Task:
Report each line from the entries in which "wall" can be found.

━━━━━ Excerpted records ━━━━━

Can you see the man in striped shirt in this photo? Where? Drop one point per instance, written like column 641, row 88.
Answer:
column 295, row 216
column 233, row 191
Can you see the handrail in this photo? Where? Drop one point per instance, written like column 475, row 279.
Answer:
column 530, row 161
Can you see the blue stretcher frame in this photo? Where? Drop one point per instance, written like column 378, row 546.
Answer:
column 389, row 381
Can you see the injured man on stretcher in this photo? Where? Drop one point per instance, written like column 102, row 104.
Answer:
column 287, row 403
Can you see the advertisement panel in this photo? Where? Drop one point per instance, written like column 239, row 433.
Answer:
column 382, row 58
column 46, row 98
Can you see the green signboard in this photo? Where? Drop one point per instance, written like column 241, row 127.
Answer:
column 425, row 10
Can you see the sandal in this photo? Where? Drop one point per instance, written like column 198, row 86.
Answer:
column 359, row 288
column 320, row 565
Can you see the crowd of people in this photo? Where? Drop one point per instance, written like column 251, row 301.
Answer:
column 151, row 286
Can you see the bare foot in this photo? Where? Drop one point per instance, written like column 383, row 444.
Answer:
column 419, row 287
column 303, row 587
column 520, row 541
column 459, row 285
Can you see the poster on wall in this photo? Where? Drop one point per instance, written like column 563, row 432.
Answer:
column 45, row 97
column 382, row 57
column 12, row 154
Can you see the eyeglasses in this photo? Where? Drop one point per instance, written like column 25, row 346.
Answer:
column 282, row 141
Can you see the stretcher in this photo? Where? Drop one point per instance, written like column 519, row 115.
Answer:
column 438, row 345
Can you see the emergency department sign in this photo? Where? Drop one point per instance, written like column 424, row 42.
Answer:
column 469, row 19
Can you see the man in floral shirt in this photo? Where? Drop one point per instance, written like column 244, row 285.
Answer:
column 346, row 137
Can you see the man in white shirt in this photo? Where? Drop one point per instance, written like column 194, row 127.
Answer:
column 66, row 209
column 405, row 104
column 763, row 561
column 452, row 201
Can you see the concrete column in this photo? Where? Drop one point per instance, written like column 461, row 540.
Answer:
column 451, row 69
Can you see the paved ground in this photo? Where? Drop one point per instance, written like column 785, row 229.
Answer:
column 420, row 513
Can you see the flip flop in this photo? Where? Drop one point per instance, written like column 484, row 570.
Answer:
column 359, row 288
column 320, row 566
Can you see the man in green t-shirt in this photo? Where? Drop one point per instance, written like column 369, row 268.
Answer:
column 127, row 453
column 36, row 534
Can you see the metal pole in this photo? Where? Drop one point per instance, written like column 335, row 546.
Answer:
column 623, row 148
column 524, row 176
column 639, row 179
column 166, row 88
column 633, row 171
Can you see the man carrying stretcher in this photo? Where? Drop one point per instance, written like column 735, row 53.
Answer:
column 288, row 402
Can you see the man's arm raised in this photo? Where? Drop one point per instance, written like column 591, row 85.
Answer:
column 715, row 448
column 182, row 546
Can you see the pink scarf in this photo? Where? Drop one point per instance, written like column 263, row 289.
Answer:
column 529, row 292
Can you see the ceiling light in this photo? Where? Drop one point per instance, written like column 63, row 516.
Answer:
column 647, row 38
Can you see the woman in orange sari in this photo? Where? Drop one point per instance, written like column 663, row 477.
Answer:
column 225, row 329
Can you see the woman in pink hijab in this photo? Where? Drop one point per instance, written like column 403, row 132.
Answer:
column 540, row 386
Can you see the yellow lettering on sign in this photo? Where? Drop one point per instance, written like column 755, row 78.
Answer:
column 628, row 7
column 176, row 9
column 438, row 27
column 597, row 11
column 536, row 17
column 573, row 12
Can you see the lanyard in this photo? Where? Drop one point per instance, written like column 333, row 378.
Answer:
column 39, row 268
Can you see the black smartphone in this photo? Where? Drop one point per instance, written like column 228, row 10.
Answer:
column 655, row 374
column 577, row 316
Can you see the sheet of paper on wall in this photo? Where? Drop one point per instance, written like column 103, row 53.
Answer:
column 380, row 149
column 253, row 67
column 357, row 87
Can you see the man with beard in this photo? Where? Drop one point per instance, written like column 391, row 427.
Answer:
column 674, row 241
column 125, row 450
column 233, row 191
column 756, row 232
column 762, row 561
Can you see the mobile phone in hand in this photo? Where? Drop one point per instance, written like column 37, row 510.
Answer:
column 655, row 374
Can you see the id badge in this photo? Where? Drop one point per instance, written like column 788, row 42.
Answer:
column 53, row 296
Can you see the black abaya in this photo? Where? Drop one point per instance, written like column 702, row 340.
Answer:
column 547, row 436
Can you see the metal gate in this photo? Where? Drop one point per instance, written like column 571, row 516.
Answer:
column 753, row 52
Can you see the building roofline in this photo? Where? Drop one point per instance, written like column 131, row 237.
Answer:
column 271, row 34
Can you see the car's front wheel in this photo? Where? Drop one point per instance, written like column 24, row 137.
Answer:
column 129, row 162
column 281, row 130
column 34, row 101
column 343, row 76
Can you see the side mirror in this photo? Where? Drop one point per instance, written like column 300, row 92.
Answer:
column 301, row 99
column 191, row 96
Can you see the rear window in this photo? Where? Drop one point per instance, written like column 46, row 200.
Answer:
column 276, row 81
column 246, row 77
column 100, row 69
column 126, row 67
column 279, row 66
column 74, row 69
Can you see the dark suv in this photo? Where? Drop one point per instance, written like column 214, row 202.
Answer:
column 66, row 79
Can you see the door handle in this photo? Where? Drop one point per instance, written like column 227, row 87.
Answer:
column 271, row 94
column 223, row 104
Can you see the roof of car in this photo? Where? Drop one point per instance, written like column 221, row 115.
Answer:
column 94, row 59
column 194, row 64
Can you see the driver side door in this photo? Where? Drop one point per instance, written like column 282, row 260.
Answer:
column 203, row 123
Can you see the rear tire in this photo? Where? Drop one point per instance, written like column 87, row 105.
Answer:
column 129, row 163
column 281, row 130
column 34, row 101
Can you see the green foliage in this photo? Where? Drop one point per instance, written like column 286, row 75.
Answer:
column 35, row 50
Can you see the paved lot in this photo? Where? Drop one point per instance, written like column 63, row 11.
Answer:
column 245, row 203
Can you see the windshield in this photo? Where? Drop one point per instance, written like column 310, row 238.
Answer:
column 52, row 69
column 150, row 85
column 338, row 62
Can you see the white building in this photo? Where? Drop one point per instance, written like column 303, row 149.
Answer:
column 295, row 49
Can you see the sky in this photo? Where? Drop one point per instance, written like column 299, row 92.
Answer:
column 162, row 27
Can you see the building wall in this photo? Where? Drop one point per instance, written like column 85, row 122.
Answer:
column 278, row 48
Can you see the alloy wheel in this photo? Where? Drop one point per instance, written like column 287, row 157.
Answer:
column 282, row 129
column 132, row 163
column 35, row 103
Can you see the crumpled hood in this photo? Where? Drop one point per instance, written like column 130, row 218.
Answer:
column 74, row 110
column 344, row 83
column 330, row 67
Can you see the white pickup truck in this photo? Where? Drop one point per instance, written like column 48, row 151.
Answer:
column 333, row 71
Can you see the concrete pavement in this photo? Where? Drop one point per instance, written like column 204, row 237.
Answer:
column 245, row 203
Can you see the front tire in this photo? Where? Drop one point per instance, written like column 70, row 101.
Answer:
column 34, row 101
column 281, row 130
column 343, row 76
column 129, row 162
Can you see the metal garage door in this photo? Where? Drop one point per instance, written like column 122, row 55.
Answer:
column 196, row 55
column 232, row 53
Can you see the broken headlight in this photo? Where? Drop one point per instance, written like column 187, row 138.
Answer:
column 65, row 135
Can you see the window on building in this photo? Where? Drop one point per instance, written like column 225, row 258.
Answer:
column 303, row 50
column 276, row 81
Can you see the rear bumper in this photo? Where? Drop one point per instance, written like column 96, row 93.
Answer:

━━━━━

Task result:
Can you see the poster on wall in this photo? Where? Drop one point per instance, written like column 563, row 432.
Can you see the sheet of paper on wall in this photo? Where? Drop one point per instance, written like column 103, row 53.
Can you see the building wall in this photo? Where? Drop one point per instance, written like column 85, row 122.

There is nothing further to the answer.